▶ _Work instruction A_:
In the passage about Vance Brand Airport, replace "runway" with "landing strip" and write out the part starting at "Although many U.S." and ending at "(1,463 x 23 m).".
▶ _Work instruction B_:
Write the next part of the Vance Brand Airport passage, picking up after its last sentence.

▶ _Text passage_:
-.-.-

Vance Brand Airport is a city-owned public-use airport located three nautical miles (6 km) southwest of the central business district of Longmont, in Boulder County, Colorado, United States. The Airport is named after former NASA astronaut Vance Brand.

Although many U.S. airports use the same three-letter location identifier for the FAA and IATA, this facility is assigned LMO by the FAA but has no designation from the IATA (which assigned LMO to RAF Lossiemouth in Lossiemouth, Scotland).

== Facilities and aircraft ==

Vance Brand Airport covers an area of 261 acre at an elevation of 5,055 feet (1,541 m) above mean sea level. It has one runway designated 11/29 with a concrete surface measuring 4,800 by 75 feet (1,463 x 23 m).

-.-.-

▶ _Provided records_:
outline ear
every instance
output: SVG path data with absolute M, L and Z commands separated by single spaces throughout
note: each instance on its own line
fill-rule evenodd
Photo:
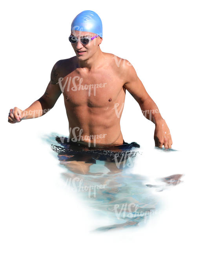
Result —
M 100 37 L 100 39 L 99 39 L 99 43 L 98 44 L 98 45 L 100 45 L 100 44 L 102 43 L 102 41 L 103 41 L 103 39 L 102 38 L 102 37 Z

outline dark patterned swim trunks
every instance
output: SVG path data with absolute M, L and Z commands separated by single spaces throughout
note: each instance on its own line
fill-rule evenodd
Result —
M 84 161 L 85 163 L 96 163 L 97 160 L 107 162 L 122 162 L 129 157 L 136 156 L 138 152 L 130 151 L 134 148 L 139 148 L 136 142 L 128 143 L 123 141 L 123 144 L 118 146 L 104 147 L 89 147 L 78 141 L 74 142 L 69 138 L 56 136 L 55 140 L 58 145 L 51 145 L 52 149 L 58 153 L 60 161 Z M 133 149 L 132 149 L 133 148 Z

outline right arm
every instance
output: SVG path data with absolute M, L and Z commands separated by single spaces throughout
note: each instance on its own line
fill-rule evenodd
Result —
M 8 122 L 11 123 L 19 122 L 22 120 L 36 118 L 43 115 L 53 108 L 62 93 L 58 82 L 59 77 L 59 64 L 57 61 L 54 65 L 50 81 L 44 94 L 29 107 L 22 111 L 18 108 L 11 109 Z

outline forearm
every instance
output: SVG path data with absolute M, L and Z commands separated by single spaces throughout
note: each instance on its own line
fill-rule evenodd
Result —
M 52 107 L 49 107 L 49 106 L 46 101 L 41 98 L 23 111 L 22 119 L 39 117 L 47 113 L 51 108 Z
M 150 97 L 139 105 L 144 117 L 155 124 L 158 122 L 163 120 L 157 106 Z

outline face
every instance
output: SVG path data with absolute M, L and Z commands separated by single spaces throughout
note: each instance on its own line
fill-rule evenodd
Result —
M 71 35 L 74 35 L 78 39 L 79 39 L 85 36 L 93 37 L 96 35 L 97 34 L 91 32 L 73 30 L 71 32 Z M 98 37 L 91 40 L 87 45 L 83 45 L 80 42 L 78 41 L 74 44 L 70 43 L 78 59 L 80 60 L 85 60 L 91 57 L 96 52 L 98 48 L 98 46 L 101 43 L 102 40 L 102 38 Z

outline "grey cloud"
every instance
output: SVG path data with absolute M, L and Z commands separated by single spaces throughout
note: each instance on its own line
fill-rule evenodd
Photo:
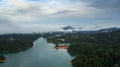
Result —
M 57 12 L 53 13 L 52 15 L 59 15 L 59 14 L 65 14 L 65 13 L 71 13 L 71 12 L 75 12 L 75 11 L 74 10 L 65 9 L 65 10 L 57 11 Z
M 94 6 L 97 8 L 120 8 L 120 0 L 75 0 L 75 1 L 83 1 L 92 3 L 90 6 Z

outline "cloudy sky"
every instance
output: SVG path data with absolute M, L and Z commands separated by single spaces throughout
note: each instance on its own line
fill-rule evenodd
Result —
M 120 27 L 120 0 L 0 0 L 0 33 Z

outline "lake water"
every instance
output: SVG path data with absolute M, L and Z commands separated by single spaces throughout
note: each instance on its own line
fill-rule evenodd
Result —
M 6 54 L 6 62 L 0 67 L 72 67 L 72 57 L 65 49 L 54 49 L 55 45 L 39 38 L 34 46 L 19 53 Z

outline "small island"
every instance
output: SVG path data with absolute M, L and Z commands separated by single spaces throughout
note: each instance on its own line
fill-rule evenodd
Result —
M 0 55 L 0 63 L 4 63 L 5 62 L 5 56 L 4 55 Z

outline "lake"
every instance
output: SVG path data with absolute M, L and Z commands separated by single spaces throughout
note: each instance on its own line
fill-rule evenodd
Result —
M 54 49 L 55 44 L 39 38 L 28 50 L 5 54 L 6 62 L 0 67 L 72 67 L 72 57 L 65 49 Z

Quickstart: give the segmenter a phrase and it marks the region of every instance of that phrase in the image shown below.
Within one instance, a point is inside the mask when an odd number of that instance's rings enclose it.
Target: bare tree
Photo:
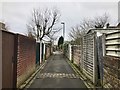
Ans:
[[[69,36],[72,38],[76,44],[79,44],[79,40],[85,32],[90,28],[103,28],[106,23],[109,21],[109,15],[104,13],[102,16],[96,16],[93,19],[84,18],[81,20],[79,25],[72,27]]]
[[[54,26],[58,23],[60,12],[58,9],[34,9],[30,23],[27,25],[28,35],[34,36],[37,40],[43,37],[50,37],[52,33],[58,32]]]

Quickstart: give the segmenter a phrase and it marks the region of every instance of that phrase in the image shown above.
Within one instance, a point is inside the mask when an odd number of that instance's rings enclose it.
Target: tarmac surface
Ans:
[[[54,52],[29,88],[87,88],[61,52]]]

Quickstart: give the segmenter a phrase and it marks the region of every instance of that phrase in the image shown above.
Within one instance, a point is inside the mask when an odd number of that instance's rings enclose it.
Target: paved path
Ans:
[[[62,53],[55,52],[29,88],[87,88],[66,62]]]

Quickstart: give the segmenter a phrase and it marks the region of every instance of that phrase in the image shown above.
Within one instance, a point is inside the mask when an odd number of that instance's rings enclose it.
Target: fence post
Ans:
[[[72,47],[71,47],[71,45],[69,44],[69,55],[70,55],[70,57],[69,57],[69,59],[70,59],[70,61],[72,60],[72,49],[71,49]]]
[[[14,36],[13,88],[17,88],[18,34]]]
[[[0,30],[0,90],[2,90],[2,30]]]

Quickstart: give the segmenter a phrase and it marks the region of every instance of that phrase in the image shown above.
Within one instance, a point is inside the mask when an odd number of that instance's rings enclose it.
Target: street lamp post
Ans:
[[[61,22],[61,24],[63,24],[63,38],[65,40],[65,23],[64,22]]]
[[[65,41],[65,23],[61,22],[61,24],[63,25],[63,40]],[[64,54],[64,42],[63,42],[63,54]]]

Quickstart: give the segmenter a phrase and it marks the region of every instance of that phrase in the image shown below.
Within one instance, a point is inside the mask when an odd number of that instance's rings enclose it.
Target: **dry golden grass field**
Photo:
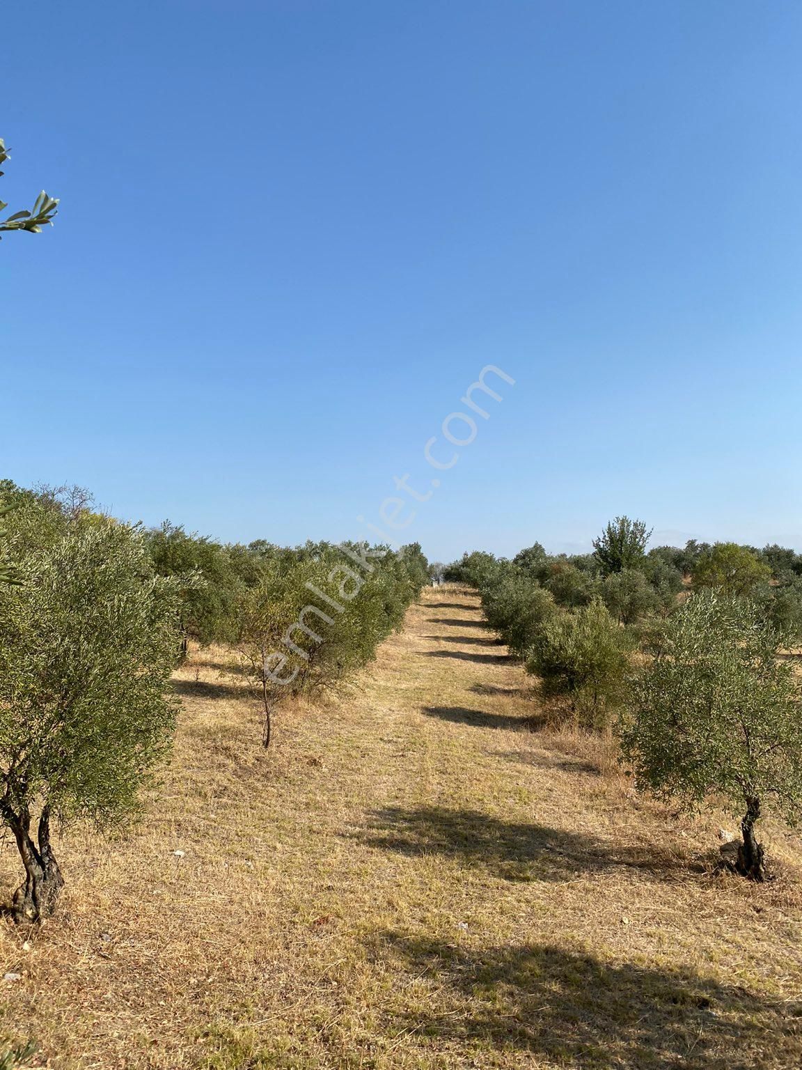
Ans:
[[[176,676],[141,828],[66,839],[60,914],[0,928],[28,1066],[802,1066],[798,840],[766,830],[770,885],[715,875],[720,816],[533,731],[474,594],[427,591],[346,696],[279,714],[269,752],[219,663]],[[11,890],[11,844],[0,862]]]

-.-.-

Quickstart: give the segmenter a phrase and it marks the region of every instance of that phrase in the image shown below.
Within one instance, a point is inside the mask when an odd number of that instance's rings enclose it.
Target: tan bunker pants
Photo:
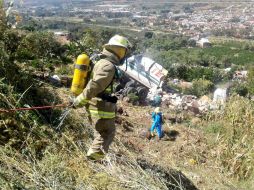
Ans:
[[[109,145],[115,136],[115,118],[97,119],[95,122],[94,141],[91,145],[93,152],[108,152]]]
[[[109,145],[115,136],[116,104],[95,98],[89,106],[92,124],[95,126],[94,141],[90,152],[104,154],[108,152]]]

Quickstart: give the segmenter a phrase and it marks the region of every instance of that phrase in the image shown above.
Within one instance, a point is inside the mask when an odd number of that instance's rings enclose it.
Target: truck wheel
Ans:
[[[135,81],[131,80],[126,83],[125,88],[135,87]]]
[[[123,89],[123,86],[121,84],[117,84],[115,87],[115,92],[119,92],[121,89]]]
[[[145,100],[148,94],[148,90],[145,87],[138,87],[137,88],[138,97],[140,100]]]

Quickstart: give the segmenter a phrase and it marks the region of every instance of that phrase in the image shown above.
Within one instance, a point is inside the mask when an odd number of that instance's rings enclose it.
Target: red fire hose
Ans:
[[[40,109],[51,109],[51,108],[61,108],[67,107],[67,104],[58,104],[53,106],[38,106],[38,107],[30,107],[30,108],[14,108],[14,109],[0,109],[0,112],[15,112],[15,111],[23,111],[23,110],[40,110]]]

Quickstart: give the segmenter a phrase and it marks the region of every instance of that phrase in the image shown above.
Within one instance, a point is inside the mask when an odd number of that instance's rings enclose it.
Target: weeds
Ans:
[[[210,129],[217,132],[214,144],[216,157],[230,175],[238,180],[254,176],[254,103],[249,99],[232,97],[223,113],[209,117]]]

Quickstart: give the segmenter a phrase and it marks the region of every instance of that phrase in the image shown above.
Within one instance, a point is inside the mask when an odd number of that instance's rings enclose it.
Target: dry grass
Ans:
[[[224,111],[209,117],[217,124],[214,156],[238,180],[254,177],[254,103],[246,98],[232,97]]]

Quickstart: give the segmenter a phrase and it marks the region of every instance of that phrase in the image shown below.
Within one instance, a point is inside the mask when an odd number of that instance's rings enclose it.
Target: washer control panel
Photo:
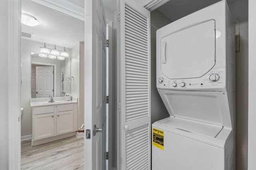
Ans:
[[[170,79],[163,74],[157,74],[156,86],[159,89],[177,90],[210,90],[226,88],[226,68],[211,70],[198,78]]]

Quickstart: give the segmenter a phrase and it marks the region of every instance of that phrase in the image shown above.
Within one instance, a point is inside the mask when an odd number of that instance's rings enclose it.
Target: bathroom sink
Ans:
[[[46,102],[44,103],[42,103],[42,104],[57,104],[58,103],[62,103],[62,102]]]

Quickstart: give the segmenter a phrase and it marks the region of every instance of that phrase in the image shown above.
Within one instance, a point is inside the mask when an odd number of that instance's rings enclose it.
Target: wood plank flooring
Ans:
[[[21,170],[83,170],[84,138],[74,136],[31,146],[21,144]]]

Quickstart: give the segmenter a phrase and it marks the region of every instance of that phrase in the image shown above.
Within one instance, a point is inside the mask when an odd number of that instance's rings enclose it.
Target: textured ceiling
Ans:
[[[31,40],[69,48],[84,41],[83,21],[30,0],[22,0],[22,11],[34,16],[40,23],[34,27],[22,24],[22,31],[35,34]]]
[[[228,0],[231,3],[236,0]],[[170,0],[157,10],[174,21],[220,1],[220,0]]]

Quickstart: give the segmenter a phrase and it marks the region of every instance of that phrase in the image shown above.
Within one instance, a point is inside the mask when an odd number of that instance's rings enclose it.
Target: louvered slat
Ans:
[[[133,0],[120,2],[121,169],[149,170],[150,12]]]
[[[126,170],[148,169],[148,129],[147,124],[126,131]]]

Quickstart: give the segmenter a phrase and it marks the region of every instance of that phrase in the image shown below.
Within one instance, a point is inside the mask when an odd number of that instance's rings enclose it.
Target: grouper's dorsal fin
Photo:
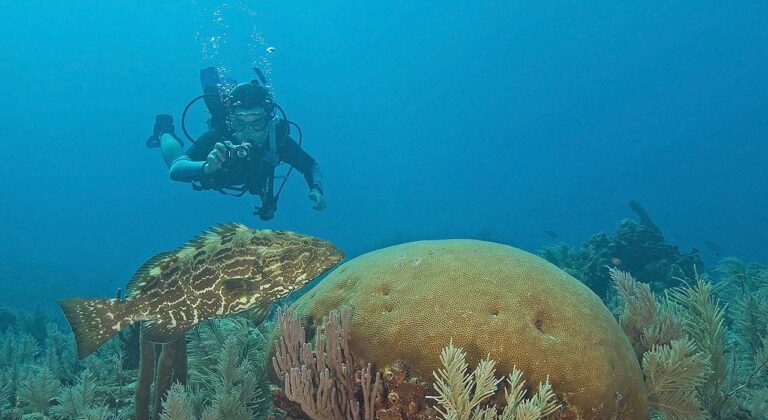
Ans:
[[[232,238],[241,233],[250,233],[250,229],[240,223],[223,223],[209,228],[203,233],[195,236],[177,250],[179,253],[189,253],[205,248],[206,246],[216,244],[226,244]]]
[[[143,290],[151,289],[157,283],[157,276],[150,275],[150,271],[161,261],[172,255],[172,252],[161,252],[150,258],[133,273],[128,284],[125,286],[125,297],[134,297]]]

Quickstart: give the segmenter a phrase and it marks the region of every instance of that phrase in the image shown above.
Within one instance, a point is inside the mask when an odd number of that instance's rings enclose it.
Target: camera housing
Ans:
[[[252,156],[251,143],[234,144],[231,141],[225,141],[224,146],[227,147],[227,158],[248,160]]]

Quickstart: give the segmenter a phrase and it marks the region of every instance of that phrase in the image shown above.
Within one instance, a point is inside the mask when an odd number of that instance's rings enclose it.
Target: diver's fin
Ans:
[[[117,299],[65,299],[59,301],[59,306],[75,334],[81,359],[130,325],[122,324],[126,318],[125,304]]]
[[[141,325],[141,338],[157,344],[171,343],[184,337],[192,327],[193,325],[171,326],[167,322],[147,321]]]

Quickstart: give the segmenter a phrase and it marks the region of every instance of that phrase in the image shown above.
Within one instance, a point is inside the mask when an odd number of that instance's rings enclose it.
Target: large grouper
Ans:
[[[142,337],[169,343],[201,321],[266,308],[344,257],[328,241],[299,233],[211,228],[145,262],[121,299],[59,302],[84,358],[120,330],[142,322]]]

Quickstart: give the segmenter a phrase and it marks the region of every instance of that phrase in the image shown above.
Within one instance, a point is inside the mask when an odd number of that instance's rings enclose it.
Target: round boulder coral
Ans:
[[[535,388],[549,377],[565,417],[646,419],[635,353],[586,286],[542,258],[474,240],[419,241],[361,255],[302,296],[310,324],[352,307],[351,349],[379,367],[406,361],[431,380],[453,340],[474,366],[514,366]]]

-.-.-

▶ _Expected answer A_:
Although many U.S. airports use the same three-letter location identifier for the FAA and IATA, this facility is assigned LMO by the FAA but has no designation from the IATA (which assigned LMO to RAF Lossiemouth in Lossiemouth, Scotland).

== Facilities and aircraft ==

Vance Brand Airport covers an area of 261 acre at an elevation of 5,055 feet (1,541 m) above mean sea level. It has one landing strip designated 11/29 with a concrete surface measuring 4,800 by 75 feet (1,463 x 23 m).

▶ _Expected answer B_:
For the 12-month period ending August 28, 2008, the airport had 99,990 aircraft operations, an average of 273 per day: 99.9% general aviation and <0.1% military. At that time there were 281 aircraft based at this airport: 84% single-engine, 7% multi-engine, 1% jet, 3% helicopter and 6% ultralight.

== History ==

The airport was originally opened October 28, 1945, as Longmont Municipal Airport. The airport was renamed to Vance Brand Airport in October 1988.